### EXERCISE BRIEF
Give back only the lines from the one with "the wall shelf" through the last line of the data, exactly as they appear.

### RECORDS FOR THE EXERCISE
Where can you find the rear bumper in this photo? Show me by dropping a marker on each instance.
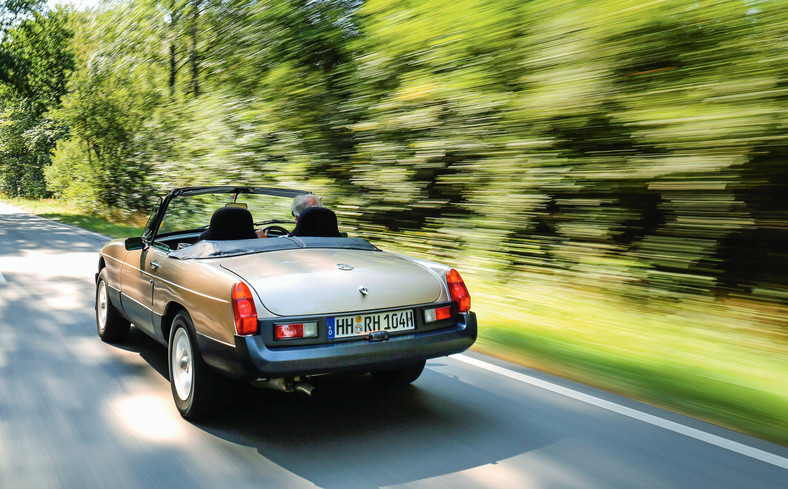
(252, 359)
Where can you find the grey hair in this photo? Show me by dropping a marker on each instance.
(304, 201)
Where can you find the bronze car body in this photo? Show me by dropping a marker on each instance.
(170, 279)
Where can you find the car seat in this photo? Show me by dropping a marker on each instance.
(230, 223)
(317, 221)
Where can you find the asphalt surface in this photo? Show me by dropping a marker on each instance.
(78, 413)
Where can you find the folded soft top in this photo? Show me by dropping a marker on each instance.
(214, 249)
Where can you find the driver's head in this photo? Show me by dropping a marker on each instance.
(304, 201)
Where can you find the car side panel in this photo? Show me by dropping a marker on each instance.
(202, 289)
(137, 288)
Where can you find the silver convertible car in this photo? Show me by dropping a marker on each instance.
(305, 301)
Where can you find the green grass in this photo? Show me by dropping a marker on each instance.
(62, 212)
(723, 361)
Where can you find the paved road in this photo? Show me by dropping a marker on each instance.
(78, 413)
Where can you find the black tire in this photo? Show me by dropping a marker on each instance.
(112, 327)
(196, 389)
(398, 377)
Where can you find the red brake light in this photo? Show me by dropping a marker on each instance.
(244, 310)
(458, 291)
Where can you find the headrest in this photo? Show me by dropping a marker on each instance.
(317, 221)
(230, 223)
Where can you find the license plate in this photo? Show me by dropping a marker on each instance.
(363, 324)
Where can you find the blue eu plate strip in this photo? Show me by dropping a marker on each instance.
(330, 323)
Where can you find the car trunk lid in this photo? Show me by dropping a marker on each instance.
(328, 281)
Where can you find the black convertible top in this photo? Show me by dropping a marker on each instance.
(235, 247)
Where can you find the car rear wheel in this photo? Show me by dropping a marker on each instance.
(110, 323)
(399, 376)
(194, 385)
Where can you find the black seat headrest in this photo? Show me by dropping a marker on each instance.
(230, 223)
(317, 221)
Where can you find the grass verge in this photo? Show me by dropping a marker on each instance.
(723, 361)
(62, 212)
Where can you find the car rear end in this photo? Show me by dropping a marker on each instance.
(315, 311)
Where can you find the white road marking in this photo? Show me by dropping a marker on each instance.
(715, 440)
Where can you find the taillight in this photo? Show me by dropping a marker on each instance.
(458, 291)
(243, 309)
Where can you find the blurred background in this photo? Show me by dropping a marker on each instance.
(610, 176)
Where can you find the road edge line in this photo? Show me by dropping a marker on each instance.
(733, 446)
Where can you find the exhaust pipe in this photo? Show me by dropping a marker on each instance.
(285, 385)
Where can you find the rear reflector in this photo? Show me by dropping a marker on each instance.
(432, 315)
(293, 331)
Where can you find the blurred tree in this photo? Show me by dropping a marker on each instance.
(35, 63)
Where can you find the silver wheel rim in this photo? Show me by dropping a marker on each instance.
(181, 368)
(101, 306)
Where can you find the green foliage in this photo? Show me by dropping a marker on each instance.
(35, 61)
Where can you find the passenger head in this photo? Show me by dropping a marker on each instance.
(304, 201)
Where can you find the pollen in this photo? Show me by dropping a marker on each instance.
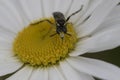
(35, 46)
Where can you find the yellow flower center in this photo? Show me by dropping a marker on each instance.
(34, 45)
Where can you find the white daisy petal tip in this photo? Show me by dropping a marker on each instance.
(97, 68)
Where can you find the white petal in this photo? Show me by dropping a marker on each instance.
(10, 17)
(104, 40)
(6, 39)
(54, 74)
(97, 17)
(89, 8)
(31, 9)
(23, 74)
(95, 67)
(75, 6)
(111, 20)
(6, 54)
(6, 35)
(62, 6)
(71, 74)
(8, 66)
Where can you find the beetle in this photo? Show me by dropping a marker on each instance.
(60, 22)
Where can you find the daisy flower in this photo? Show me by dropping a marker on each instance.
(28, 50)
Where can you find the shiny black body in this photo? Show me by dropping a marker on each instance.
(60, 23)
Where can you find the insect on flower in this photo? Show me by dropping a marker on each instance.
(60, 23)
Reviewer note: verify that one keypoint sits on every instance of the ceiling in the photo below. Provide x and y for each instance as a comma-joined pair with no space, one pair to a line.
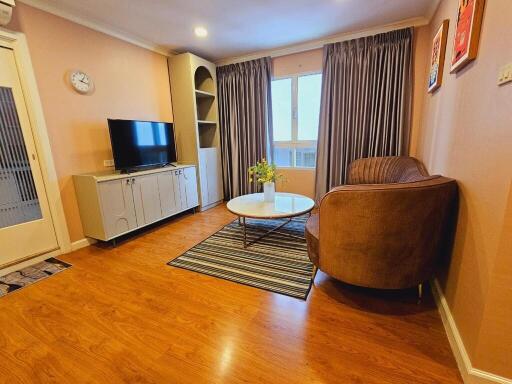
235,27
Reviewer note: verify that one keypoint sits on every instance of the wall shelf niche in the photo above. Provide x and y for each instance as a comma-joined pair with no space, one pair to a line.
194,94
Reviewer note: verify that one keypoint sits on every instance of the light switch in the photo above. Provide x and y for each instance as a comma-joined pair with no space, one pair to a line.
505,74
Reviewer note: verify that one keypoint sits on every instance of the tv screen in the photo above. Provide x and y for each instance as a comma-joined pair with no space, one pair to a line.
137,144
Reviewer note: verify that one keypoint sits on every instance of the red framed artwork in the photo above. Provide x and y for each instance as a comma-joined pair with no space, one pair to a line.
467,33
437,57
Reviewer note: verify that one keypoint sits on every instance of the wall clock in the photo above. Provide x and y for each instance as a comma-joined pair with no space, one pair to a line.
81,82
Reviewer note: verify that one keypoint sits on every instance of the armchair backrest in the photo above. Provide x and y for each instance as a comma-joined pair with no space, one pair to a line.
384,170
390,234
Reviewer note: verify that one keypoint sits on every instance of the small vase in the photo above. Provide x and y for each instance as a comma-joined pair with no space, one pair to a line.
269,192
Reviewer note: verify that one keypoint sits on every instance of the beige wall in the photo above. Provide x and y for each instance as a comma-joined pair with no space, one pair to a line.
466,133
298,180
131,83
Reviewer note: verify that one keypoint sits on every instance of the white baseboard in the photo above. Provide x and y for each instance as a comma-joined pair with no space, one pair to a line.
470,375
85,242
29,262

### TASK RESULT
Reviewer note: verify that one keypoint sits on every instance of the wall shelf niche in the photo above. Provide x and y for each instance as a comma-joined pair with no space, one pair to a line.
194,94
Reviewer note: verify that one keypoint sits on every instance of the light switch in the photo above. Provide x and y for each instance as a comma-joined pair with no space, one pair to a line.
505,74
Reviewer note: verify that one keypoint sits on every instance of the tv screen in the photo above. Provide x and y for each instance as a comma-joined pair with no space, one pair to a line.
137,144
Reviewer note: verify that one keypoint sits on every instance of the red framed artwork in the photo above. Provide x and y for each instance as a comma-joined pair with no space, one pair to a line.
467,33
437,57
Reviewer note: verify that one keypoint sits on every instance of the wall clock in the photo above. Provide x and y for each instance as a comma-joined pair with no space, one pair to a line.
81,82
Reviewer note: verify that one keypoint sits on every instance of the armchair backrest in the photo above. Provide x and y for each instance as a comma-joined pair with no space, one pair to a line.
384,170
390,234
Reviewer note: verify that one keypoint sits on every instance of the small vase in the photo above. Provide x and y for each instance as a comma-joined pair with no space, one pair to a line.
269,192
Reviewer note: verify that one keypoint sits on every instance of the beige wall in the photo above. Provide x and y for each instance as a comma-joined pair with no space, one pair to a line.
466,133
298,180
131,83
Reviewer note: verify that one keypoint sits on every instance of the white baseboard in the photo above. Provide x and y for each instance as a comma-joined pair with no space, one pair to a line.
470,375
85,242
29,262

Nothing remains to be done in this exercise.